Texto proporcionado:
--------------------
Este libro se dedica a los PADRES, MAESTROS Y ESTUDIANTES, alumnos todos de la escuela preparatoria en la tierra. Ojalá los ayude a obtener los mayores beneficios de la vida, el desarrollo y el gozo en el servicio aquí, y de este modo la idoneidad para el servicio más amplio en el “curso superior” que estará abierto a todo ser humano en la escuela del más allá.

PREFACIO

Son, por cierto, raros los libros dedicados al tema de la educación que han sido leídos tan ampliamente o que han soportado la prueba del tiempo tan bien como la presente obra, que ahora aparece en una nueva y hermosa edición. Los claros y correctos principios fundamentales desarrollados en este volumen han hecho de él el libro de texto de millares de padres y maestros, durante un período de no menos de seis décadas.

Todo joven debe prepararse para hacer frente a las realidades prácticas de la vida: sus oportunidades, sus responsabilidades, sus derrotas y sus éxitos. La manera en que haga frente a esas experiencias, el que haya de triunfar o ser una víctima de las circunstancias, depende mayormente de su preparación para afrontarlas.

La verdadera educación ha sido bien definida como el desarrollo armonioso de todas las facultades. La preparación que se recibe durante los primeros años en el hogar y los pocos años subsiguientes en la escuela, es fundamental para el éxito en la vida. En tal educación, es esencial el desarrollo de la mente y la formación del carácter.
--------------------
Datos proporcionados:
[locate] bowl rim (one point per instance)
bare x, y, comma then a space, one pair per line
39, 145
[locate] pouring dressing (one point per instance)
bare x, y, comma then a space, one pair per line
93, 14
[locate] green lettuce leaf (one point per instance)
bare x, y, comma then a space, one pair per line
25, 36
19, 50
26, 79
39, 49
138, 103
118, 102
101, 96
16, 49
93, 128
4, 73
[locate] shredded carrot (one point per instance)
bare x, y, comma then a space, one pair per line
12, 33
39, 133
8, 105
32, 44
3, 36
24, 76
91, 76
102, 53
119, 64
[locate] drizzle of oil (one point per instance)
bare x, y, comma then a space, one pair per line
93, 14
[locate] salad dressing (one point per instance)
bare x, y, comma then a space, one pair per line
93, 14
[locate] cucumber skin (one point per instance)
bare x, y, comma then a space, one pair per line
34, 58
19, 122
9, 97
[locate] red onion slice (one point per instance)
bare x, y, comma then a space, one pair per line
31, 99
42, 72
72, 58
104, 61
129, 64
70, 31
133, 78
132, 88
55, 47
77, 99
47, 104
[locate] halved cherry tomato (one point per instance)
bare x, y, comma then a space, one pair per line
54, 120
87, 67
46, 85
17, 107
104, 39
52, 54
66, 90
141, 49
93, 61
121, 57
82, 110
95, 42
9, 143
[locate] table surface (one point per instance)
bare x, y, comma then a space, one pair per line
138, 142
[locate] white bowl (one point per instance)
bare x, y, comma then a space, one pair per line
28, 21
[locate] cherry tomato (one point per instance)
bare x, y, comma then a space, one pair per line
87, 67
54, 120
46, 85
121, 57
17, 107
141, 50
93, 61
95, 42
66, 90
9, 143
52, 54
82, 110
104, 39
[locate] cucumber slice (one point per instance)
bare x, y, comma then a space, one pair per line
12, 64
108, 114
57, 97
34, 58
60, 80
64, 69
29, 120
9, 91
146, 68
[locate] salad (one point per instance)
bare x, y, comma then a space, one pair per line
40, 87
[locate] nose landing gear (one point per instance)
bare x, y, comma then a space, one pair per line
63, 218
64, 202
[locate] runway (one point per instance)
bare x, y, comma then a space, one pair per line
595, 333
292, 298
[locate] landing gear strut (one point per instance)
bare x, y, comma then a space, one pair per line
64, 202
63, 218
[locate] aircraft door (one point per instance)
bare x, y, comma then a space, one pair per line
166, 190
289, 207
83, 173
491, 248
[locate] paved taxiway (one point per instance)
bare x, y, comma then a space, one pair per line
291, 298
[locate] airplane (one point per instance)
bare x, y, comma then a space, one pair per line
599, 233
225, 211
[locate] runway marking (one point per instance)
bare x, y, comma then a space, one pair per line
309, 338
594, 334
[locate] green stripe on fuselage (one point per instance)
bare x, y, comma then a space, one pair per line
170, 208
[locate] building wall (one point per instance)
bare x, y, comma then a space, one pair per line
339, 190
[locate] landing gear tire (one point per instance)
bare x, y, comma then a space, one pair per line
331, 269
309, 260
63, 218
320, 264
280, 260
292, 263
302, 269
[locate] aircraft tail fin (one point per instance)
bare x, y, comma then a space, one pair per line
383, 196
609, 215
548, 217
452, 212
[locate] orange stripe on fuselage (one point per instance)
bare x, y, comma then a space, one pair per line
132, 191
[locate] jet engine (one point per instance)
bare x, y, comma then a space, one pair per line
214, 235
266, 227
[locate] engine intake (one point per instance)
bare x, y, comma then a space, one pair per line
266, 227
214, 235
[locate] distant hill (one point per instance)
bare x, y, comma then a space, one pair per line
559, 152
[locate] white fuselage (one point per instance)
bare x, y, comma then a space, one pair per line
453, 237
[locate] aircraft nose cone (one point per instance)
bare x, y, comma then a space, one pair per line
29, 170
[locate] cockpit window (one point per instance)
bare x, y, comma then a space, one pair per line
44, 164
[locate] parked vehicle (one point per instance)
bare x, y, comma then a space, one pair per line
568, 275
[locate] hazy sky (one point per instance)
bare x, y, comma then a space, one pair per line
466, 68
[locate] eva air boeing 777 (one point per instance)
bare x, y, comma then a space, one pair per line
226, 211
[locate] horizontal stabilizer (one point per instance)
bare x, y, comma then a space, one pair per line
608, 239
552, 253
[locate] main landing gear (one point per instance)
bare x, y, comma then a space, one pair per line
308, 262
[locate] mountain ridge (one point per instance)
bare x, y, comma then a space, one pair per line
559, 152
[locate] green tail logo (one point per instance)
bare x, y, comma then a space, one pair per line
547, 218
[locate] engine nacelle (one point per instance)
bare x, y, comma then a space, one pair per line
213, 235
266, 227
--------------------
Tareas escritas:
1. Pasa al inglés esta oración del texto sobre la educación: "La verdadera educación ha sido bien definida como el desarrollo armonioso de todas las facultades."
2. Repite palabra por palabra todo lo que va en el texto sobre la educación desde "La verdadera educación" hasta "formación del carácter.".

Respuestas esperadas:
1. True education has been well defined as the harmonious development of all the faculties.

2.
La verdadera educación ha sido bien definida como el desarrollo armonioso de todas las facultades. La preparación que se recibe durante los primeros años en el hogar y los pocos años subsiguientes en la escuela, es fundamental para el éxito en la vida. En tal educación, es esencial el desarrollo de la mente y la formación del carácter.